* HOW TO COMPLETE THIS TASK
Scan the data below for lines containing the string "peak" and give only how many there are.

(SUPPLIED DATA Opens)

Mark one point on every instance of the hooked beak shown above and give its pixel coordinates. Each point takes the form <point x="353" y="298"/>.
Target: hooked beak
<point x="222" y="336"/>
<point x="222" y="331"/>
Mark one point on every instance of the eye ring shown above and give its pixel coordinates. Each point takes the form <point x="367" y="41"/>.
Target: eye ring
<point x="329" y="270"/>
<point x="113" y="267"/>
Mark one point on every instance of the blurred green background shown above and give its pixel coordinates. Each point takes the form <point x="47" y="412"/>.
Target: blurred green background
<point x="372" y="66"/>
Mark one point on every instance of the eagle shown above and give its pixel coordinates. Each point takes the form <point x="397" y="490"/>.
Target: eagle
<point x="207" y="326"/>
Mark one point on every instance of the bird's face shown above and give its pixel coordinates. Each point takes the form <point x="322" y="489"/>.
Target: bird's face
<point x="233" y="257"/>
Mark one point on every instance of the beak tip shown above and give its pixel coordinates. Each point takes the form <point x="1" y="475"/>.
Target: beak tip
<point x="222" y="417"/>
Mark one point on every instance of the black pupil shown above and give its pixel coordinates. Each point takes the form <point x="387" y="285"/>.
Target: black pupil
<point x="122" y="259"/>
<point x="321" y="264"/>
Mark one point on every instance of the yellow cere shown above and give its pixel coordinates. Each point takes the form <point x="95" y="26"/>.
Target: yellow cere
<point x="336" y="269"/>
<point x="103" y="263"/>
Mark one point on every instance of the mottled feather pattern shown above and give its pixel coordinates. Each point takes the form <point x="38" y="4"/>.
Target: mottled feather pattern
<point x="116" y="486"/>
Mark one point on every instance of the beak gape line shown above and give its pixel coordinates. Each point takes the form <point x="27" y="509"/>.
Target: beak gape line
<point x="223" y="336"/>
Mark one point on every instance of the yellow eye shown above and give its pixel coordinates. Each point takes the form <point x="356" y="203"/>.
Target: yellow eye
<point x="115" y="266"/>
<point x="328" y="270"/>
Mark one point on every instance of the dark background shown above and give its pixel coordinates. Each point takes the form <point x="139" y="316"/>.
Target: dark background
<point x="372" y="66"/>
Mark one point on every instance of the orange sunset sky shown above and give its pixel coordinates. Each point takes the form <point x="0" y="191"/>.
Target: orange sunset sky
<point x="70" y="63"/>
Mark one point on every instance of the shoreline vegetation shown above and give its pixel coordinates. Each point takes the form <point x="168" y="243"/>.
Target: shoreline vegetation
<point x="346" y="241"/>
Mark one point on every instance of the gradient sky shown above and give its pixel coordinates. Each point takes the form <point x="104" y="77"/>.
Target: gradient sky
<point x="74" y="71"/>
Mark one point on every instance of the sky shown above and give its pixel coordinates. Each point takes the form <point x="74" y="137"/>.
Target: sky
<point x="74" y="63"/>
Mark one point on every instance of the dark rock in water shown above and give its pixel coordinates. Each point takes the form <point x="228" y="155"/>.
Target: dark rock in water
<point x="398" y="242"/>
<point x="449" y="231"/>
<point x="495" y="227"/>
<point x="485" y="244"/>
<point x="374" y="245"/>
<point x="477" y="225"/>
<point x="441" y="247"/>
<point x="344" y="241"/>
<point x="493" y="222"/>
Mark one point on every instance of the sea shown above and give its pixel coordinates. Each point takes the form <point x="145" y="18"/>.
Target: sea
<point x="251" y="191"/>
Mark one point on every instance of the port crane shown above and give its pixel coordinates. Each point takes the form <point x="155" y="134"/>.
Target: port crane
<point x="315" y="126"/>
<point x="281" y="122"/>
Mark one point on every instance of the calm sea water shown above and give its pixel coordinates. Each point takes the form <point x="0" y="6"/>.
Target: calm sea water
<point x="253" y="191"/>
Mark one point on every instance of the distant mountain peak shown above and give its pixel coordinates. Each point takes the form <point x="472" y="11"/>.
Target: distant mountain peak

(SUPPLIED DATA Closes)

* ANSWER FOR THE TASK
2